● Requirement: In your copy, include no images, and write out every entry below exactly as it stands.

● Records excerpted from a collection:
*** Block opens ***

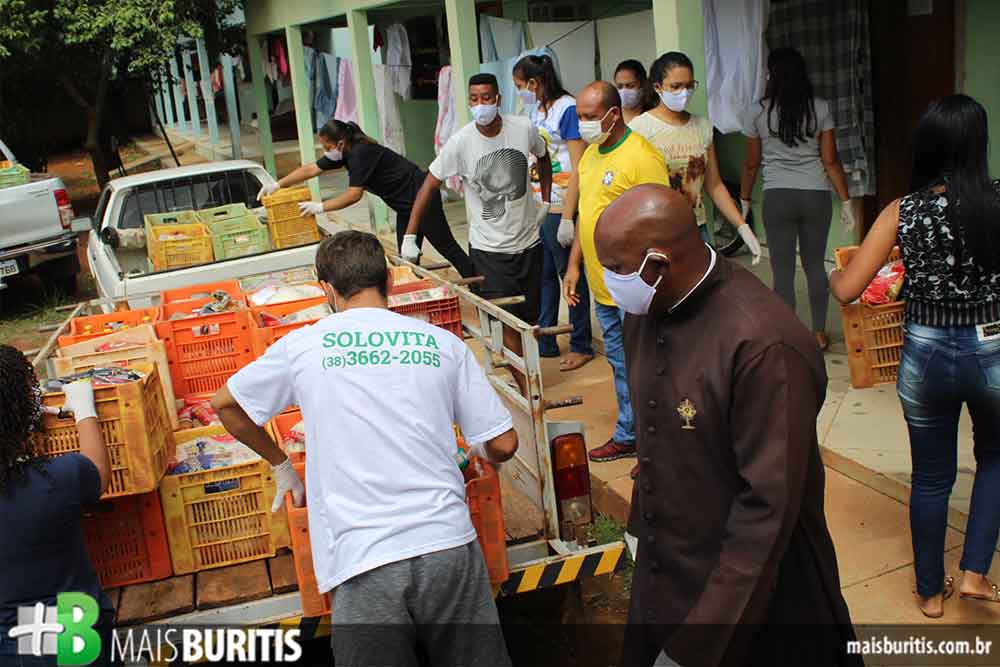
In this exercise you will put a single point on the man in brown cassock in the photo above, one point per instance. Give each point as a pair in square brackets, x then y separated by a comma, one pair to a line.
[734, 565]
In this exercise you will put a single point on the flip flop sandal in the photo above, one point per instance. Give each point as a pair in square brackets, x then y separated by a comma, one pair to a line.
[994, 597]
[571, 363]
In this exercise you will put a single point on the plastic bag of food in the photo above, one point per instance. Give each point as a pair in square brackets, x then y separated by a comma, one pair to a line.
[886, 286]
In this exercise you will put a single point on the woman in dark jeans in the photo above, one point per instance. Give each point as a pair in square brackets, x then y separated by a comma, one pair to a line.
[43, 552]
[385, 173]
[948, 229]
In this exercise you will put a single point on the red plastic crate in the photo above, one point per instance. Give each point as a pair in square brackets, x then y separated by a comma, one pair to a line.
[314, 603]
[263, 337]
[482, 494]
[204, 351]
[78, 326]
[202, 291]
[127, 540]
[444, 312]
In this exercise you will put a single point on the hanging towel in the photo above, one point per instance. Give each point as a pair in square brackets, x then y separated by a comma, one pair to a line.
[446, 120]
[500, 38]
[398, 61]
[735, 59]
[390, 122]
[347, 94]
[833, 37]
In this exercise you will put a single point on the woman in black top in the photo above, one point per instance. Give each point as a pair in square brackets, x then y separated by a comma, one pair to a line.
[384, 173]
[948, 229]
[42, 552]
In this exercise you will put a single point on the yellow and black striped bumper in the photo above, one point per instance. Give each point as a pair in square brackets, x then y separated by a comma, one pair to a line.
[565, 570]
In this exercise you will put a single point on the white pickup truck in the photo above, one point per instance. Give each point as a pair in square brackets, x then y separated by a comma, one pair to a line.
[38, 231]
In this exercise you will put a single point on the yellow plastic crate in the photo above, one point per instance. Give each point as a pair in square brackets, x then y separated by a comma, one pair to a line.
[211, 526]
[174, 254]
[136, 429]
[152, 352]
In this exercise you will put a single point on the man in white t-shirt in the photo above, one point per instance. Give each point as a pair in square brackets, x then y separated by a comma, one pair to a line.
[391, 532]
[491, 155]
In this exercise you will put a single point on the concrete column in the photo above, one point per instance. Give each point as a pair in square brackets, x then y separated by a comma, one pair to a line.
[303, 103]
[192, 94]
[208, 94]
[256, 58]
[463, 41]
[364, 82]
[229, 86]
[182, 120]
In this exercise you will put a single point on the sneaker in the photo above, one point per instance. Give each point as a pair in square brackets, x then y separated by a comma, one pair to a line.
[611, 451]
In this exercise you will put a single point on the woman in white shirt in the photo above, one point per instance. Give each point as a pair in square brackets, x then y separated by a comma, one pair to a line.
[685, 140]
[553, 112]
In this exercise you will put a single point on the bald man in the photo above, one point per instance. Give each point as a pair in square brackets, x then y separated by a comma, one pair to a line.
[616, 160]
[728, 506]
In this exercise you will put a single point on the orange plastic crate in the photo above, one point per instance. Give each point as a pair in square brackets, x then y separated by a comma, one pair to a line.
[203, 291]
[482, 494]
[445, 312]
[263, 337]
[136, 429]
[204, 351]
[86, 328]
[210, 525]
[127, 540]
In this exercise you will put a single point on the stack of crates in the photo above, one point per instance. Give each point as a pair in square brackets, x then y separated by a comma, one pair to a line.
[125, 533]
[289, 228]
[195, 248]
[236, 232]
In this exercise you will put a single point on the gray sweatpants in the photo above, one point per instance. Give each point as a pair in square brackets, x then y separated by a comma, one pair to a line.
[436, 609]
[803, 216]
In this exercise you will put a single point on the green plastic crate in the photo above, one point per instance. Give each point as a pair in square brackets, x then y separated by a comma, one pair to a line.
[220, 213]
[241, 242]
[15, 174]
[172, 218]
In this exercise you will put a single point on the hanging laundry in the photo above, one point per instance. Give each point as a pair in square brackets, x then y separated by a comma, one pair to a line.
[398, 61]
[735, 59]
[347, 94]
[500, 38]
[446, 120]
[390, 122]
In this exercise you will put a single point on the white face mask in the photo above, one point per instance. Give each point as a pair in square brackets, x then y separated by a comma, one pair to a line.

*** Block closes ***

● Response area:
In this exercise you will put a single point on the man in brown cassock in the photo above, one point per instance. Give each point as a pair in square brackets, x then y separated by a comma, one pair to a line.
[734, 565]
In this exercise you will put a single point on the flip flop sandal in the photo above, one point per instance. Give each point as a pair in square brackets, x then y separated by a comma, one pair to a line.
[994, 597]
[571, 363]
In this exercise you will put a single point on the plastic bag of food in the photo above, one point per instance. Give each point as a pair in square brackets, x then y separated by a comma, one pair to a line.
[886, 286]
In this exercise you will put a single point on the woman in dark jeans in the photo above, one point per instance. Give each point as a pair in square brackets, x then y separated by a comma, one pair to a line.
[43, 552]
[385, 173]
[948, 229]
In this exercise you will put a single point on the red plastic crate in the photo above, one point per instance. Give each point as a pair in square brackets, x then y separated by a comma, one pair to a line.
[314, 603]
[263, 337]
[482, 494]
[204, 351]
[78, 326]
[202, 291]
[127, 540]
[444, 312]
In this exercise you will put a single point on the hanging towel in the photo above, one point per instance. Give each point as a pair in square brackets, x then y separated by a comma, one pair to a line.
[446, 120]
[500, 38]
[398, 61]
[735, 59]
[390, 122]
[347, 94]
[833, 37]
In this exercise you will put a single point on the woman in black top in the photo above, one point per instance. Give each point as a pair in square brackets, x then y separated by a comma, one pair to a line.
[384, 173]
[948, 229]
[42, 552]
In this exercise you will put a single point on the yellow and black striped bumper in the photo above, one point per instance. Give each point as a pair in square brackets, x then y separated by a comma, one pair to a line.
[565, 570]
In this exercise you will put a single point on the white pickup truck in the photo above, one point per instance. Give each point as a pair in square brackets, x then y separated by a comma, one pair to a line.
[38, 231]
In this exercise you will put a single point on the yellow plastic crate in the photo above, one point per instance. Give each point as a pair in square brackets, x then y separated by a comma, one pair to a line.
[211, 526]
[174, 254]
[136, 429]
[152, 352]
In this exercise you will put a single point on the man in white t-shirt in the photo above, one point per instance. Give each point as a pair in square brackets, x then y separated by a comma, one pair to a line.
[391, 532]
[491, 155]
In this exercise you will put a single point on the concrete column in the photo above, one point per instance. Give each point as a pair in square brackets, x then y separated by a comma, one pair to a line.
[303, 103]
[192, 94]
[208, 94]
[256, 58]
[463, 41]
[364, 82]
[229, 86]
[182, 120]
In this exercise you will put a single point on the sneaker in the photo above, one point per instance. Give each point as a pair in square brackets, x then y separated by a comma, one pair to a line.
[611, 451]
In this exercise you will put a single point on the woman in white shirt in the photo above, one point per instance. Give each point as a pair in square brackets, x then y separated by a comma, one pair to a line.
[685, 140]
[553, 112]
In this exercise you will put a single point on the bald man in the photo above, one point per instance. Give each point as a pair in square brackets, x then y separated by a comma, one pair to a line.
[616, 160]
[728, 506]
In this exercise you will put a single point on the orange plastic crate in the photo above, one point per instance. Give each point as a pair in square brackets, x then y separated by a comma, one pair to a line.
[203, 291]
[482, 494]
[445, 312]
[263, 337]
[136, 429]
[204, 351]
[86, 328]
[210, 525]
[127, 540]
In this exercise you will put a single point on the stack of crates in the photo above, one point per instance. Give each point as a pair in square brackets, x then y separated by a comma, one pair to a line.
[125, 533]
[289, 228]
[195, 248]
[236, 232]
In this exercise you will put a single point on the gray sweatpants in the photo above, one point per instance. Give each point as a pair in square brackets, x then y separated by a comma, one pair to a line.
[436, 609]
[803, 216]
In this exercise you will put a single point on the green plastic crate in the photo above, one point per instance. Give each point as a pair in square brackets, x then y separated by a comma, one pair to a line.
[220, 213]
[241, 242]
[15, 174]
[172, 218]
In this exercise you will put a single point on the hanging laundry in the photo above, one point per instance. Give each point as a pair in square brackets, x then y separated by a comma, one pair to a line.
[398, 61]
[735, 59]
[347, 94]
[500, 38]
[446, 120]
[390, 122]
In this exercise you will put a single point on the white face mask in the photo above, one point per instance. Give each point as a pair in square brackets, x then y separated by a comma, one pair to a line.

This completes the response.